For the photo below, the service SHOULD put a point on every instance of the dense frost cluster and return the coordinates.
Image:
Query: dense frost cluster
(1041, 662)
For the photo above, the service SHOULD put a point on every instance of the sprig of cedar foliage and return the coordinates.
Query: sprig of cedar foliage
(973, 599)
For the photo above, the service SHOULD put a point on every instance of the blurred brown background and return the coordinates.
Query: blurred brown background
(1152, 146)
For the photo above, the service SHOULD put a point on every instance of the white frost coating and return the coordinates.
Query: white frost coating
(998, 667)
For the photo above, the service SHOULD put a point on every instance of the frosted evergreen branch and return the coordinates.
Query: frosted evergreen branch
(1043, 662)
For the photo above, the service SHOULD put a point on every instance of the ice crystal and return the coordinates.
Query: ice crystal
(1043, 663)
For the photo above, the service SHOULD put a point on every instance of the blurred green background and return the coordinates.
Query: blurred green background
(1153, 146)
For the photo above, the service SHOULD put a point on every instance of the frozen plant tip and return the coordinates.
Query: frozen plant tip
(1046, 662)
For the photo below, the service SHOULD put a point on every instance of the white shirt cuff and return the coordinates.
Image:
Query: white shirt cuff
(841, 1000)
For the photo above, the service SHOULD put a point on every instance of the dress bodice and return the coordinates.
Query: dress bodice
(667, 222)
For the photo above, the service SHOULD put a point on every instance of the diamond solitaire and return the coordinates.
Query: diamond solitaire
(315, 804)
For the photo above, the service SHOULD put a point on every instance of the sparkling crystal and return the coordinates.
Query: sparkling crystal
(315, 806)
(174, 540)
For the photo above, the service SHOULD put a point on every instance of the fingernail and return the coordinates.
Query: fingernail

> Goal: Please rewrite all of the lines above, replacing each "SHOULD" with "MUST" and leaving everything else unchanged.

> Problem solution:
For the photo below, the service MUST put a point on every instance of the dense frost cluster and return the coordinates.
Image:
Query: dense frost cluster
(1041, 662)
For the photo above, the service MUST put a point on every instance of the sprig of cedar foliage and return the coordinates.
Query: sprig of cedar foliage
(973, 599)
For the photo above, the service MUST put a point on every instance of the blurred brown background and return the coordinates.
Query: blurred brown background
(1152, 146)
For the photo above, the service MUST put a point on every instance of the white frost coating and return the coordinates.
Query: white frost coating
(998, 667)
For the photo above, the service MUST put a point on every instance of the frosted evergreen branch and return the coordinates.
Query: frosted evergreen branch
(1043, 662)
For the photo above, the service MUST put a point on every instance of the ice crystal and return the coordinates.
Query: ice crystal
(1043, 663)
For the photo above, the service MUST put a point on every instance of the blurred green background and return the coordinates.
Query: blurred green background
(1153, 146)
For the photo above, the service MUST put a point on every instance of the frozen plant tip and return the coordinates.
Query: frozen plant tip
(1046, 662)
For the photo below, the service MUST put a point on every instance of the white shirt cuff and return the coordinates.
Image:
Query: white shirt cuff
(841, 1000)
For the photo above, the service MUST put a point on every instance of the dress bodice and return the coordinates.
Query: dress bodice
(667, 222)
For the photo above, the service MUST put a point on every instance of the diamond solitaire and return the coordinates.
Query: diamond solitaire
(315, 804)
For the photo above, the service MUST put a point on every instance of the sparkling crystal and return the coordinates.
Query: sparkling crystal
(315, 806)
(174, 540)
For the photo above, the service MUST put a point on every instance of the fingernail and return the coordinates.
Query: fingernail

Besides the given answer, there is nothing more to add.